§ Extract provided:
---

This Summary is provided to introduce a selection of concepts in a simplified form that are further described below in the Detailed Description. This Summary is not intended to identify key features or essential features of the claimed subject matter, nor is it intended to be used to limit the scope of the claimed subject matter.
Described embodiments include a package comprising a flip-chip device, a plurality of copper pillars, a substrate, and a plurality of solder layers. The flip-chip device has a centroid and a plurality of die pads thereon. Each of the copper pillars is disposed on a respective die pad of the plurality of die pads. The substrate has a plurality of substrate pads thereon and each of the solder layers is disposed between a respective copper pillar and a respective substrate pad. Each substrate pad has an offset from a respective die pad at a specific temperature, the offset for each of the substrate pads of the is substantially the same, and the offset is determined as a function of the size of the flip-chip device, a difference between a solidification temperature of the solder and the specific temperature, and a difference between a coefficient of thermal expansion of the flip-chip device and a coefficient of thermal expansion of the substrate. Alternatively, the offset for each of the substrate pads is not substantially the same and instead the above-determined offset is scaled as a function of a distance the respective die pad is from the centroid of the device.

---

§ Supplied information:
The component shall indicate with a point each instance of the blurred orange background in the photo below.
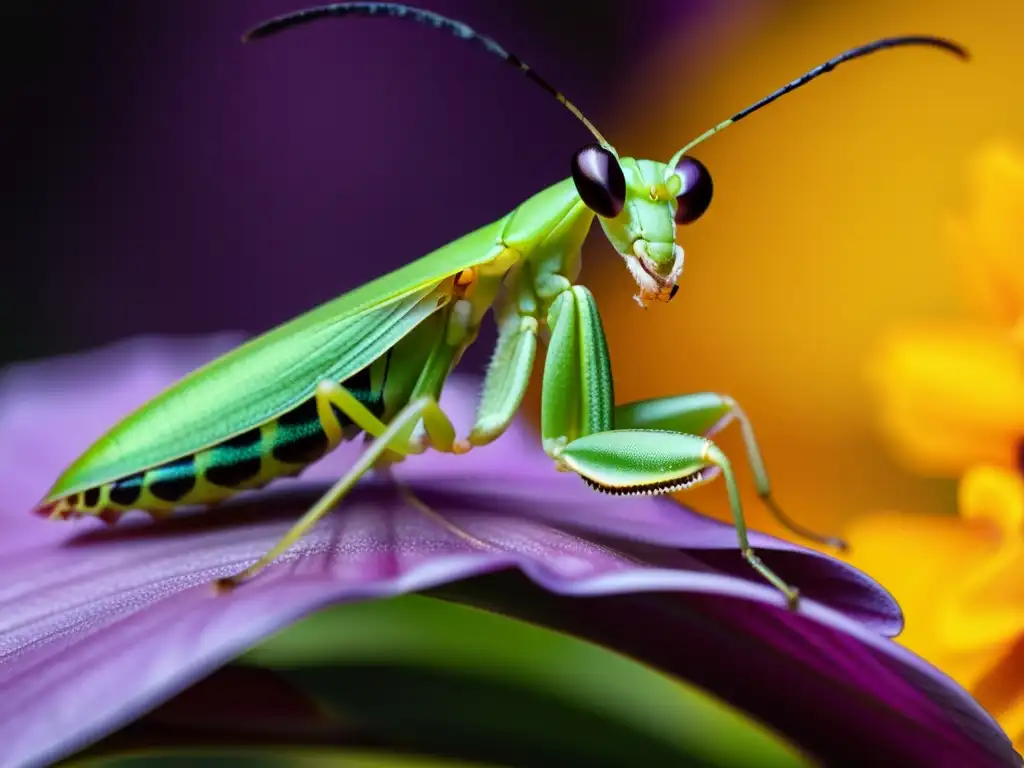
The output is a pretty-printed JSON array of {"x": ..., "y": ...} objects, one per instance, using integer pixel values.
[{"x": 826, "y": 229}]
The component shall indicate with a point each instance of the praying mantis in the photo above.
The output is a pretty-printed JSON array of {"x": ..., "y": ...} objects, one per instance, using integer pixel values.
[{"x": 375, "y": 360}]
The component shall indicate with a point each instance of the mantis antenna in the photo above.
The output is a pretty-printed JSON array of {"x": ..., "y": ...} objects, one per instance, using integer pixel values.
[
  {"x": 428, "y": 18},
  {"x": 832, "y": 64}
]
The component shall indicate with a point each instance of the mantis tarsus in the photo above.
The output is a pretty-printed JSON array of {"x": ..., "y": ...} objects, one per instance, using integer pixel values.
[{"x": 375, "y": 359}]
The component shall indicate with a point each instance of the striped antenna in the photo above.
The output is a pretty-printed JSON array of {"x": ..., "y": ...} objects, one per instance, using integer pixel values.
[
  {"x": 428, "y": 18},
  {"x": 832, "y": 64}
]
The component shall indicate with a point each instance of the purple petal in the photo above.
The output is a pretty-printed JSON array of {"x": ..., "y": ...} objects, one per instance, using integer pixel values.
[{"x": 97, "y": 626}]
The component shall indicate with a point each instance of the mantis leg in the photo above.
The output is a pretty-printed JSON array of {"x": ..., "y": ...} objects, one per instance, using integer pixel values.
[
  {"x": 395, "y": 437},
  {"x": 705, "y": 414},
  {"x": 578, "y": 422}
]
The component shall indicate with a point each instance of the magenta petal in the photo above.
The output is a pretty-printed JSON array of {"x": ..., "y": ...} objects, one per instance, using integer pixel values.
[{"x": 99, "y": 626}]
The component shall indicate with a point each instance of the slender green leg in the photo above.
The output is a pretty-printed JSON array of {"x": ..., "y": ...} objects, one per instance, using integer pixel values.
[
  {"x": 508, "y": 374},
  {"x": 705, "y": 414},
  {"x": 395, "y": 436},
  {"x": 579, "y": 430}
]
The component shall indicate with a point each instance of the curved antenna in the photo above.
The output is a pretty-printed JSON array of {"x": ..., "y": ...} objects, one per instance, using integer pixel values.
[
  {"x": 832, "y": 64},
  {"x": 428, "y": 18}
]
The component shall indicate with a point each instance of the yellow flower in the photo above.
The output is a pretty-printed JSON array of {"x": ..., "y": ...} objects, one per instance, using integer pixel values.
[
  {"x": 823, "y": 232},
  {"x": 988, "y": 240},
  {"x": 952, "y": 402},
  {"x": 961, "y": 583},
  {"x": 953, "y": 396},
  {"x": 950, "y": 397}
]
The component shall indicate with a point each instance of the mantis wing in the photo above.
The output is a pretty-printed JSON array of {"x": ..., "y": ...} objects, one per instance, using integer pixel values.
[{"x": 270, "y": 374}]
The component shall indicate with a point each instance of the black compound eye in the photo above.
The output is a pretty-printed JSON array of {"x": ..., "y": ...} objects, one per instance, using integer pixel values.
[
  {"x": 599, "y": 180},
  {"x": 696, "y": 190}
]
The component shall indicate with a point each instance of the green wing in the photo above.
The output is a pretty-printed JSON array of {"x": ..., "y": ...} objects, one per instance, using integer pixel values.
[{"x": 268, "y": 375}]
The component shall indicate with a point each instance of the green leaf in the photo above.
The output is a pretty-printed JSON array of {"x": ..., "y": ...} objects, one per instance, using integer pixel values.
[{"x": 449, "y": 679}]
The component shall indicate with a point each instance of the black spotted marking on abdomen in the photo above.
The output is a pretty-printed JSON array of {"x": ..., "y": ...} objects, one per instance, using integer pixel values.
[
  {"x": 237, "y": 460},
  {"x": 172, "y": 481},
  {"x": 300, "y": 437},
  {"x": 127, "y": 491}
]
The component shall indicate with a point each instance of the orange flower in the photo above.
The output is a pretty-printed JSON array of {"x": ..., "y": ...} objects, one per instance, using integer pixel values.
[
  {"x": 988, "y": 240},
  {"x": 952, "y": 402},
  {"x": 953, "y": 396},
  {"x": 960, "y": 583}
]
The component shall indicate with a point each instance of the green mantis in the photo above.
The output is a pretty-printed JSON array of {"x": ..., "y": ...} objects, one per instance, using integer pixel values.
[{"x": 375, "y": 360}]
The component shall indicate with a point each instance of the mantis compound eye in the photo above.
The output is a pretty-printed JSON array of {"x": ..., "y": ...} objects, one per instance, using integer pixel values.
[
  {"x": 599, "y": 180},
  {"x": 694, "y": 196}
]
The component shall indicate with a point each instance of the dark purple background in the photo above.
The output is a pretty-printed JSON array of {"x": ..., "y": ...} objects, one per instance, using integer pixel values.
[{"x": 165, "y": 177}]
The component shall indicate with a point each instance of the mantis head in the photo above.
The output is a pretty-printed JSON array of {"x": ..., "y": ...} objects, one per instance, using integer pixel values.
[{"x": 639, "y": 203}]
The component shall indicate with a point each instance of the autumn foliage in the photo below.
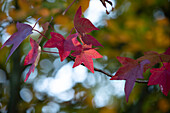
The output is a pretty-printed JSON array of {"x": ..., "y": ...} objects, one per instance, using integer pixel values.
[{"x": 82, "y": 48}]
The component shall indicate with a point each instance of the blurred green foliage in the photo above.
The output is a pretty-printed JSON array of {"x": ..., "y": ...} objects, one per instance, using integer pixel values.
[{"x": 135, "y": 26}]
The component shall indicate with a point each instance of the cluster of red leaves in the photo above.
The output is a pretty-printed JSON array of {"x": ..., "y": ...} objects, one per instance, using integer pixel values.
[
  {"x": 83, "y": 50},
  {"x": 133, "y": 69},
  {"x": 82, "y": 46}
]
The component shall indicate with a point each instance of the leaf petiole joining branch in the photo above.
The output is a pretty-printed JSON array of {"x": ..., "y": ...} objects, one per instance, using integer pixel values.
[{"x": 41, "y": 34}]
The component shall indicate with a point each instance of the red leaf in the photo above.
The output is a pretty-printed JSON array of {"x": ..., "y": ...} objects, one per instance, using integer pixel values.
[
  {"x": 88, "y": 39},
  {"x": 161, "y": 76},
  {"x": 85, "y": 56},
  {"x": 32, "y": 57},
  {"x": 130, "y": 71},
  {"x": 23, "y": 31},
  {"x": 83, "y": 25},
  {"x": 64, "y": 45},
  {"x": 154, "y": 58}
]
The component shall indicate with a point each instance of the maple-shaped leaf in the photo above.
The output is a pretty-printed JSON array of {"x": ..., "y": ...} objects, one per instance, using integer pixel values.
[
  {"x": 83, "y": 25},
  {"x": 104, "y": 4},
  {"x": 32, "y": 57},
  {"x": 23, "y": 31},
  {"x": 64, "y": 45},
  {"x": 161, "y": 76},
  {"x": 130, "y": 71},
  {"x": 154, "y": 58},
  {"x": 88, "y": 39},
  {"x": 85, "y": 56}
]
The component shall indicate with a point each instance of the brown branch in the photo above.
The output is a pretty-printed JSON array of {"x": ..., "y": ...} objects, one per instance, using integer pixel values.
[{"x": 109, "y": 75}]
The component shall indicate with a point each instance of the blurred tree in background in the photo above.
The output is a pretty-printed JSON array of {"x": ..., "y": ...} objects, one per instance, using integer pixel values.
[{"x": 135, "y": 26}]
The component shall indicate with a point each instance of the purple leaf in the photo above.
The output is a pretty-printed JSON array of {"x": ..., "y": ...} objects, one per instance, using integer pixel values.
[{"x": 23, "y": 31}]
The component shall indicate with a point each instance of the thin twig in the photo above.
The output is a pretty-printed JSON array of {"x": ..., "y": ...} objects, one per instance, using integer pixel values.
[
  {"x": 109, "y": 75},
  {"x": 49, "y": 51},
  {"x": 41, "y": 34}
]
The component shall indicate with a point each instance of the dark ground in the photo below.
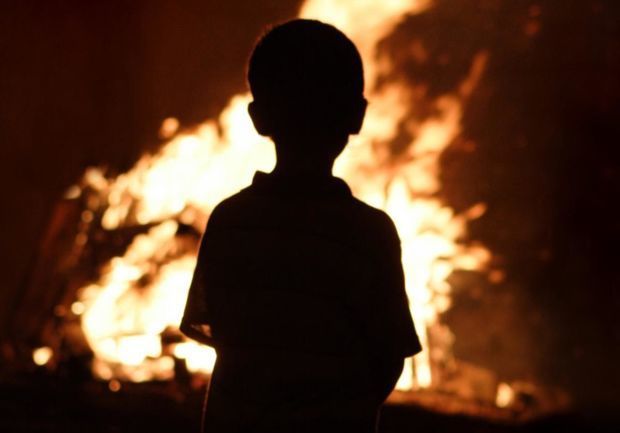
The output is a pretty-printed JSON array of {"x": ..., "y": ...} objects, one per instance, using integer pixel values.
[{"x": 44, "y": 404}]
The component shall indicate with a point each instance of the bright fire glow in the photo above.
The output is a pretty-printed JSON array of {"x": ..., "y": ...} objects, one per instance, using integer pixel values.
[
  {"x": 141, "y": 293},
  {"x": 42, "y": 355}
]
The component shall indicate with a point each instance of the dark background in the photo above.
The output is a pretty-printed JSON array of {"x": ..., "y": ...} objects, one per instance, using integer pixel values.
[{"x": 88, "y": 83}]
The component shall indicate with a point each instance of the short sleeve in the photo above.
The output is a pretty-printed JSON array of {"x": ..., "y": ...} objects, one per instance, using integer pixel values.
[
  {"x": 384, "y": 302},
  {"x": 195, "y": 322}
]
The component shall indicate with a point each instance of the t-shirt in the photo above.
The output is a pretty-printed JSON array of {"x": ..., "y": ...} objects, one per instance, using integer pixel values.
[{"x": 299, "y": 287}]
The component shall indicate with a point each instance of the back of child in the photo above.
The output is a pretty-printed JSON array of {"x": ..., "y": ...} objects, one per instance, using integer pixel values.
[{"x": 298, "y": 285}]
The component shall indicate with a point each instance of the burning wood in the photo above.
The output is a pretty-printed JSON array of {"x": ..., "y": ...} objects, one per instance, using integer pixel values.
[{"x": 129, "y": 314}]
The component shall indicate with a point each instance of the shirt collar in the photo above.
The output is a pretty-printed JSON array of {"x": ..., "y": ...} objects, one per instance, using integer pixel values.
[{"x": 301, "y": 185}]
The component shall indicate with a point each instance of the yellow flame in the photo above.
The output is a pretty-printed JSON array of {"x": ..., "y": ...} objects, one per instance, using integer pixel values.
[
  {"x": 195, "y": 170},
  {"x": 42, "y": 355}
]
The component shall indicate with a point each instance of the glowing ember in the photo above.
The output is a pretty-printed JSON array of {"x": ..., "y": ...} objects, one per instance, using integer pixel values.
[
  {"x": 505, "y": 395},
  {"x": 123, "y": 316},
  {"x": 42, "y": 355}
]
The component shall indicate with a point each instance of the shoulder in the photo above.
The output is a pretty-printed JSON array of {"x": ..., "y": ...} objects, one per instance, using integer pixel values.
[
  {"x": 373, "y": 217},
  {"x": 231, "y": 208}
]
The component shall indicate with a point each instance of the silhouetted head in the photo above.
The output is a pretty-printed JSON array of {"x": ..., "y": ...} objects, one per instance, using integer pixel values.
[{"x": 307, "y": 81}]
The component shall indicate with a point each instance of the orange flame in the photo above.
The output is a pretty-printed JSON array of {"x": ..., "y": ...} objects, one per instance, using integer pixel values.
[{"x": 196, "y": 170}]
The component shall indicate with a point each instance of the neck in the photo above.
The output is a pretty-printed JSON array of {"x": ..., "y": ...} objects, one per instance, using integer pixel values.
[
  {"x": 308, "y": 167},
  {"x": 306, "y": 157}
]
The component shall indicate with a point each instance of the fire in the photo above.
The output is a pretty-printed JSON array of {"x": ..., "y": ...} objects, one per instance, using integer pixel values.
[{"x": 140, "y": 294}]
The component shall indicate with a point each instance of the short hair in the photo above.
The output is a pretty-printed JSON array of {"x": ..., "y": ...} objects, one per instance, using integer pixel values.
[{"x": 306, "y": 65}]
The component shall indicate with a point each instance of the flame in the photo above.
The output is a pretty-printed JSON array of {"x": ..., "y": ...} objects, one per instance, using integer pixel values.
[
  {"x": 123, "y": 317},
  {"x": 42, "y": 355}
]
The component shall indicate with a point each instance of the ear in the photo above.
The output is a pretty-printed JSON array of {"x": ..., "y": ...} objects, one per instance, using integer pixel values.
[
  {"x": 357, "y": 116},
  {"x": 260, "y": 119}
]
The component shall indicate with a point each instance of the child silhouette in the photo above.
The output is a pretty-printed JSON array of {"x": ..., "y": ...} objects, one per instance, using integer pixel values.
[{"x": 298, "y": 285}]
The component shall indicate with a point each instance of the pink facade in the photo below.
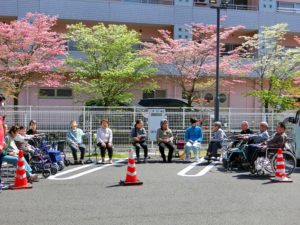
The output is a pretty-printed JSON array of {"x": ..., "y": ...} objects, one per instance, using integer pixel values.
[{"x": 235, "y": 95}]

---

§ List of tasks:
**1)** Reproduce the passage of the flip-chip package summary starting with "This Summary is provided" and going on through "claimed subject matter.".
**2)** Proceed with the flip-chip package summary from the point at which it stops.

§ Task answers:
**1)**
This Summary is provided to introduce a selection of concepts in a simplified form that are further described below in the Detailed Description. This Summary is not intended to identify key features or essential features of the claimed subject matter, nor is it intended to be used to limit the scope of the claimed subject matter.

**2)**
Other embodiments of the present invention will become more fully apparent from the following detailed description, the appended claims, and the accompanying drawings in which like reference numerals identify similar or identical elements. The drawings are not to scale.
Reference herein to “one embodiment” or “an embodiment” means that a particular feature, structure, or characteristic described in connection with the embodiment can be included in at least one embodiment of the invention. The appearances of the phrase “in one embodiment” in various places in the specification are not necessarily all referring to the same embodiment, nor are separate or alternative embodiments necessarily mutually exclusive of other embodiments. The same applies to the term “implementation”.
As used in this application, the word “exemplary” is used herein to mean serving, as an example, instance, or illustration. Any aspect or design described herein as “exemplary” is not necessarily to be construed as preferred or advantageous over other aspects or designs. Rather, use of the word exemplary is intended to present concepts in a concrete fashion.
It should be understood that the steps of the exemplary methods set forth herein are not necessarily required to be performed in the order described, and the order of the steps of such methods should be understood to be merely exemplary. Likewise, additional steps might be included in such methods, and certain steps might be omitted or combined, in methods consistent with various embodiments of the present invention.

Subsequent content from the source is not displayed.